**PROVIDED MATERIAL**
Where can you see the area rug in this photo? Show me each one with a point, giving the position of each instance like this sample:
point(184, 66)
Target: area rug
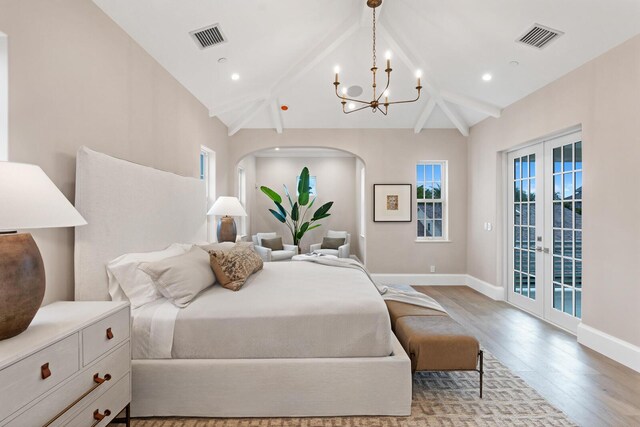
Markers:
point(439, 399)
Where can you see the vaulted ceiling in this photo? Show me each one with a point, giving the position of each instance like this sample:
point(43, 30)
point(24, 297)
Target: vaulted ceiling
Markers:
point(284, 52)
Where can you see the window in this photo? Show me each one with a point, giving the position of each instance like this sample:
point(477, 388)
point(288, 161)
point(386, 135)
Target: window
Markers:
point(208, 175)
point(242, 196)
point(431, 181)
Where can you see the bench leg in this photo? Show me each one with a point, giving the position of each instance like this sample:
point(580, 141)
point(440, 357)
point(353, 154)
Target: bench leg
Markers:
point(481, 370)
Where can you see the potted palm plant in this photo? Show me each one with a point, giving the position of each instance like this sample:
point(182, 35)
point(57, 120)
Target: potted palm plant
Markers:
point(295, 217)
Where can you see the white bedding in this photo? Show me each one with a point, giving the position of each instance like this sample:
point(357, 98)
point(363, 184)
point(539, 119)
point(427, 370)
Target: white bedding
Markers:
point(286, 310)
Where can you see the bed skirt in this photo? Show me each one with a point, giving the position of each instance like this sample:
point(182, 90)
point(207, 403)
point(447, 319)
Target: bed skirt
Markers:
point(273, 387)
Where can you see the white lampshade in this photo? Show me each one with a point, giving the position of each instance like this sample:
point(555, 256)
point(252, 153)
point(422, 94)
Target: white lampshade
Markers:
point(229, 206)
point(30, 200)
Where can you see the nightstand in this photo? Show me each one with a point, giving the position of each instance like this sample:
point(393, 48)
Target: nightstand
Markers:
point(72, 366)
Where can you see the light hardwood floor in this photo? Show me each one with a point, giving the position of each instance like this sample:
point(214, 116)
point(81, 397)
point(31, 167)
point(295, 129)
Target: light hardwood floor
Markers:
point(591, 389)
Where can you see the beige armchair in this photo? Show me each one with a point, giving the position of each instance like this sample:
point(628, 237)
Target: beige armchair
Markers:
point(268, 254)
point(342, 252)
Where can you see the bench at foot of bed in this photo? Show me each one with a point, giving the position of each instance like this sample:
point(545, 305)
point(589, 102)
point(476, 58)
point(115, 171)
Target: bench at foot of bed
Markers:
point(434, 341)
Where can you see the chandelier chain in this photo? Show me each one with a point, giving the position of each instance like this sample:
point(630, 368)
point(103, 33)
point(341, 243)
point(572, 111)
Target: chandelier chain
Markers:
point(374, 36)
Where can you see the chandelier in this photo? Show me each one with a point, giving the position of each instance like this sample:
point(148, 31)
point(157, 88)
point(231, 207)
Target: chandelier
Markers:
point(375, 103)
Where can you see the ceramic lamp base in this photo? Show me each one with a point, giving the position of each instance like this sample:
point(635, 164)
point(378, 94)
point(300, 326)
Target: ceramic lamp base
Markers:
point(226, 229)
point(22, 283)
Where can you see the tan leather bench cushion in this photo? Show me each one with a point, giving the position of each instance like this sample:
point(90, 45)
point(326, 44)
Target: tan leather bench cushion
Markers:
point(432, 339)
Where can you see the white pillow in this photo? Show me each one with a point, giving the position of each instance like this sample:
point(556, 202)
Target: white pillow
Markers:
point(126, 281)
point(181, 278)
point(261, 236)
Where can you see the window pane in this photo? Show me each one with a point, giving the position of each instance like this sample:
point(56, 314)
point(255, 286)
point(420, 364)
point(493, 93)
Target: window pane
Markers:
point(437, 228)
point(557, 215)
point(578, 154)
point(567, 157)
point(578, 191)
point(568, 300)
point(437, 193)
point(420, 173)
point(532, 165)
point(557, 297)
point(568, 186)
point(557, 187)
point(532, 190)
point(567, 270)
point(429, 210)
point(437, 173)
point(429, 228)
point(557, 269)
point(532, 214)
point(557, 160)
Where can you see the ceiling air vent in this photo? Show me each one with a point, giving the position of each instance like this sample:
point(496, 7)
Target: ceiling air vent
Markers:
point(208, 36)
point(539, 36)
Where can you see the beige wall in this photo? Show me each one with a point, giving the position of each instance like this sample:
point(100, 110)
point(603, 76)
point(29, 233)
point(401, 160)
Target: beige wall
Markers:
point(390, 247)
point(604, 97)
point(75, 78)
point(334, 183)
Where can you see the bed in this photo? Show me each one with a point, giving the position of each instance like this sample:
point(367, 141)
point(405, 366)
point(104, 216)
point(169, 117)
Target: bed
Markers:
point(298, 340)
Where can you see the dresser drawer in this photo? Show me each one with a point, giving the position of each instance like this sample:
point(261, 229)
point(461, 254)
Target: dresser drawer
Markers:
point(111, 403)
point(116, 365)
point(104, 335)
point(23, 381)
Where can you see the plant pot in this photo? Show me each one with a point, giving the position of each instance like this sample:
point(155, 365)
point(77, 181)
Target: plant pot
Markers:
point(22, 283)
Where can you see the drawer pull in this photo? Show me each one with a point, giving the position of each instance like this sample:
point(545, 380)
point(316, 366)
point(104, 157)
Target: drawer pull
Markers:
point(45, 372)
point(97, 416)
point(96, 383)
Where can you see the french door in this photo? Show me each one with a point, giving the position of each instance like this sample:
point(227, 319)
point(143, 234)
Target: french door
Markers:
point(545, 230)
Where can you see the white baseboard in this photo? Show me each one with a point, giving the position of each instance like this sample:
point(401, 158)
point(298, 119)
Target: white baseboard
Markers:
point(614, 348)
point(492, 291)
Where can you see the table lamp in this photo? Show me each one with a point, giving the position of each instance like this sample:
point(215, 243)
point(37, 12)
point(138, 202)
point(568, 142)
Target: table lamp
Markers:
point(227, 208)
point(28, 200)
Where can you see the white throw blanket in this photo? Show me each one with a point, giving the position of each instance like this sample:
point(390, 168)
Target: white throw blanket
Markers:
point(390, 293)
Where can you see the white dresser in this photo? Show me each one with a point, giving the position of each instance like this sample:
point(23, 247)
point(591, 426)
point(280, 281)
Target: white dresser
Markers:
point(71, 367)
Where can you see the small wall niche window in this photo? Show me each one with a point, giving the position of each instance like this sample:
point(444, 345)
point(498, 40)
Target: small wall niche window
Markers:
point(242, 196)
point(431, 197)
point(208, 175)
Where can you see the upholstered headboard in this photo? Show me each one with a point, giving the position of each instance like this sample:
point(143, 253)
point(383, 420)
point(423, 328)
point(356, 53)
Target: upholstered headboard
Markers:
point(129, 208)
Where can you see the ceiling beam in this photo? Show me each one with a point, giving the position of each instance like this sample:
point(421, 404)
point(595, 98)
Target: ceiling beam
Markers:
point(425, 114)
point(455, 117)
point(235, 104)
point(310, 60)
point(414, 62)
point(275, 115)
point(246, 116)
point(472, 103)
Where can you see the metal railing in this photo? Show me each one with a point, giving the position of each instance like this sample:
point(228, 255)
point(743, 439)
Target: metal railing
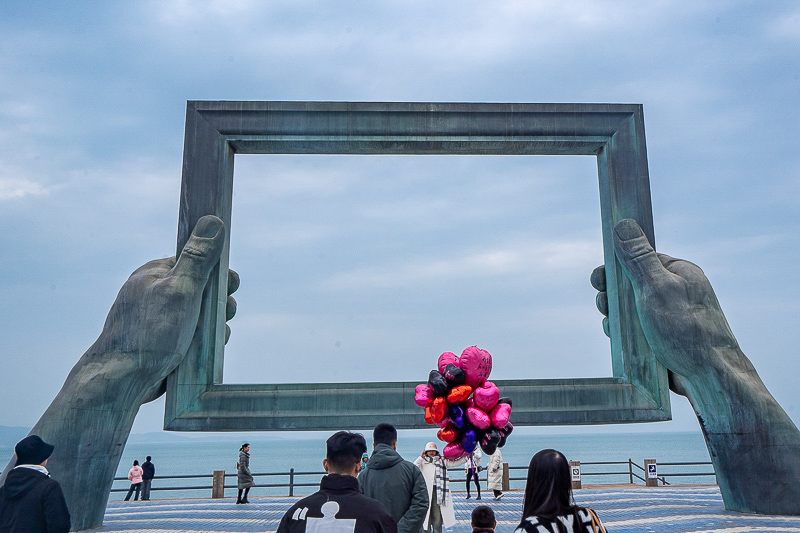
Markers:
point(292, 480)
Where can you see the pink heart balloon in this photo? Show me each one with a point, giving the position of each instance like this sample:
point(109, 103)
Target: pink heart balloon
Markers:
point(454, 450)
point(500, 415)
point(423, 395)
point(486, 396)
point(445, 359)
point(476, 364)
point(478, 418)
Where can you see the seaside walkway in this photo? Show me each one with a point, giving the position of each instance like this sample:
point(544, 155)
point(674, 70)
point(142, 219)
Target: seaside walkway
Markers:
point(622, 508)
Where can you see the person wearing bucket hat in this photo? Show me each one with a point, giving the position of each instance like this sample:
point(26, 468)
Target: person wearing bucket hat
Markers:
point(394, 482)
point(30, 501)
point(440, 504)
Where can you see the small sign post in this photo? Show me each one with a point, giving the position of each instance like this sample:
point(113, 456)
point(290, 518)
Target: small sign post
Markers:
point(575, 471)
point(651, 472)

**EXERCISE OBJECTIVE**
Copy out the entries above in full and exactly, skipping every picture.

**RESPONSE BOX**
Where can you see the area rug in this photo? Show me each one with a point, giving the position of each instance like this sample:
point(184, 66)
Target: area rug
Markers:
point(439, 399)
Where can you see the vaulted ceiling in this photo? Show me each one with a point, giving the position of each instance like this sample:
point(43, 30)
point(24, 297)
Target: vaulted ceiling
Markers:
point(284, 52)
Where can you see the window in this photo? Show me each one with a point, giving the position of each instance like this sample:
point(477, 388)
point(288, 161)
point(386, 135)
Target: window
Markers:
point(208, 175)
point(242, 196)
point(431, 181)
Where can you see the bench leg in this photo? Show me each one with a point, giving the position of each instance like this sample:
point(580, 141)
point(440, 357)
point(353, 154)
Target: bench leg
Markers:
point(481, 370)
Where can you see the potted palm plant in this photo? Show me each one with a point, giving the position of each instance like this sample:
point(182, 35)
point(57, 120)
Target: potted palm plant
Markers:
point(295, 217)
Where can you see the white bedding in this photo? Show me each one with a point, giving the position of each instance like this sample:
point(357, 98)
point(363, 184)
point(539, 119)
point(427, 370)
Target: white bedding
Markers:
point(286, 310)
Where can you see the bed skirt in this photo? Show me each one with a point, giving the position of each instance like this sample:
point(182, 90)
point(207, 403)
point(447, 319)
Target: bed skirt
Markers:
point(273, 387)
Where can you see the white lampshade in this photo? Show me each one with a point, giving the position of each instance like this sample:
point(555, 256)
point(252, 153)
point(422, 94)
Target: white lampshade
Markers:
point(229, 206)
point(30, 200)
Where can you see the nightstand in this photo? Show me each one with a point, giving the position of each instance like this sample:
point(393, 48)
Target: nightstand
Markers:
point(72, 366)
Where can you see the light hardwood floor in this photo? Show me each one with a point, giving the position of each instance like this sample:
point(214, 116)
point(81, 397)
point(31, 167)
point(295, 129)
Target: light hardwood floor
Markers:
point(591, 389)
Where can you see the beige armchair in this photo? Show me each one with a point, giving the position of each instance like this sample:
point(628, 237)
Target: beige armchair
Markers:
point(268, 254)
point(342, 252)
Where can you see the bench at foot of bed in this photo? Show me each one with a point, giving the position of each instance like this sample:
point(545, 305)
point(589, 102)
point(476, 58)
point(115, 171)
Target: bench at foot of bed
Markers:
point(434, 341)
Where can you see the chandelier chain in this photo? Show me each one with a point, giving the position of each instance like this sample:
point(630, 368)
point(103, 33)
point(341, 243)
point(572, 111)
Target: chandelier chain
Markers:
point(374, 36)
Where can you see the chandelier in this photo? Show me each one with a point, giving the position of each instance like this sample:
point(148, 31)
point(157, 88)
point(231, 207)
Target: chandelier
Markers:
point(375, 103)
Where can you see the ceramic lamp base in this photo? Show me each one with a point, giving the position of each instance like this sample:
point(635, 164)
point(378, 94)
point(300, 326)
Target: ceramic lamp base
Markers:
point(226, 229)
point(22, 283)
Where can you see the tan leather bench cushion in this photo? Show me each one with a point, giving the position of each instance like this sample:
point(90, 45)
point(326, 44)
Target: tan leather bench cushion
Markers:
point(432, 339)
Where can you see the white pillow in this photo? Show me each one with a point, giving the position of each instance like this sample:
point(556, 202)
Target: white pillow
Markers:
point(126, 281)
point(181, 278)
point(261, 236)
Where can you see the window pane in this photo? Show me each one with a point, giving the position of each instance like this sample:
point(56, 314)
point(255, 286)
point(420, 364)
point(493, 93)
Target: window pane
Markers:
point(437, 228)
point(557, 215)
point(578, 154)
point(567, 157)
point(578, 191)
point(568, 300)
point(437, 193)
point(420, 173)
point(532, 165)
point(557, 297)
point(568, 186)
point(557, 187)
point(532, 190)
point(567, 270)
point(429, 210)
point(437, 173)
point(429, 228)
point(557, 269)
point(532, 214)
point(557, 160)
Where can you see the ceiling air vent in this photo? Show me each one with a point, giving the position of each instance like this sample:
point(496, 7)
Target: ceiling air vent
Markers:
point(208, 36)
point(539, 36)
Where can you see the beige wall in this photo? Show me each one with a point, giving the position of each instance like this sample:
point(100, 110)
point(603, 76)
point(29, 233)
point(401, 160)
Target: beige wall
Markers:
point(390, 247)
point(604, 97)
point(75, 78)
point(334, 183)
Where can you see the bed in this photo? Show me each one with a point, giving the position of each instance like this sample:
point(367, 141)
point(405, 366)
point(104, 216)
point(169, 117)
Target: bed
Markers:
point(298, 340)
Where can you see the dresser drawer in this photo? Show me each one with a point, giving the position of each instance like this sample:
point(261, 229)
point(461, 254)
Target: dresser drawer
Markers:
point(111, 403)
point(116, 365)
point(104, 335)
point(23, 381)
Where can you see the plant pot in this photo? Show me each one with a point, giving the position of each instance like this sample:
point(155, 365)
point(77, 181)
Target: plant pot
Markers:
point(22, 283)
Where can you see the drawer pull in this photo? Show me each one with a point, giving the position of each instance like this sample:
point(545, 380)
point(316, 366)
point(104, 157)
Target: drawer pull
Markers:
point(45, 372)
point(97, 416)
point(96, 383)
Where can you see the french door in this photo? Show me each one with a point, giving the position of each instance like this sample:
point(227, 319)
point(143, 234)
Target: french door
Markers:
point(545, 230)
Where can you see the white baseboard in this photo? Show me each one with a point, giving the position of each instance like this sample:
point(401, 158)
point(298, 119)
Target: white baseboard
Markers:
point(614, 348)
point(492, 291)
Where can you see the table lamp in this photo? Show me each one with a point, giving the position of each instance like this sample:
point(215, 243)
point(37, 12)
point(138, 202)
point(568, 142)
Target: table lamp
Markers:
point(227, 208)
point(28, 200)
Where can you see the white throw blanket in this photo? Show me each one with a point, giving the position of each instance like this sample:
point(390, 168)
Target: white throw blanket
Markers:
point(390, 293)
Where can you see the white dresser in this photo? Show me each one with a point, giving the position of each instance like this sample:
point(23, 247)
point(591, 426)
point(280, 281)
Target: white dresser
Markers:
point(71, 367)
Where can you see the small wall niche window in this photo? Show me each one with a point, giving the position of each instance like this sample:
point(444, 345)
point(498, 40)
Target: small wall niche window
Markers:
point(242, 196)
point(431, 197)
point(208, 175)
Where can you see the upholstered headboard in this photo? Show me each one with a point, giving the position of each instance like this sample:
point(143, 253)
point(383, 420)
point(423, 328)
point(356, 53)
Target: upholstered headboard
Markers:
point(129, 208)
Where can you see the ceiling beam in this photo? Show me each one with a point, giving the position of each instance like this sample:
point(421, 404)
point(595, 98)
Target: ceiling beam
Markers:
point(425, 114)
point(455, 117)
point(235, 104)
point(310, 60)
point(414, 62)
point(275, 115)
point(246, 116)
point(472, 103)
Where can you see the metal railing in this photo? Show me each one with a point, giving the position of each instance like this sample:
point(228, 255)
point(743, 439)
Target: metal railing
Markers:
point(292, 480)
Where can you see the pink heart balloon in this photo? Show me each one with a point, giving the position of each instance like this sample:
point(109, 103)
Target: pink heart balloon
Markers:
point(454, 450)
point(500, 415)
point(423, 395)
point(486, 396)
point(445, 359)
point(476, 364)
point(478, 418)
Where can you see the seaside walkway in this photo? Show me each one with a point, giving the position of each instance like this sample:
point(544, 155)
point(674, 70)
point(142, 219)
Target: seaside walkway
Markers:
point(622, 508)
Where can you see the person wearing bucket hat in this photo? Show me each one with a point, giving the position of each instance like this sample:
point(26, 468)
Target: person wearing bucket hat
Markers:
point(394, 482)
point(30, 501)
point(440, 504)
Where can you see the small sign post in this photo? Show me each one with a point, giving the position of each instance like this sample:
point(113, 456)
point(290, 518)
Target: small sign post
Markers:
point(575, 471)
point(651, 472)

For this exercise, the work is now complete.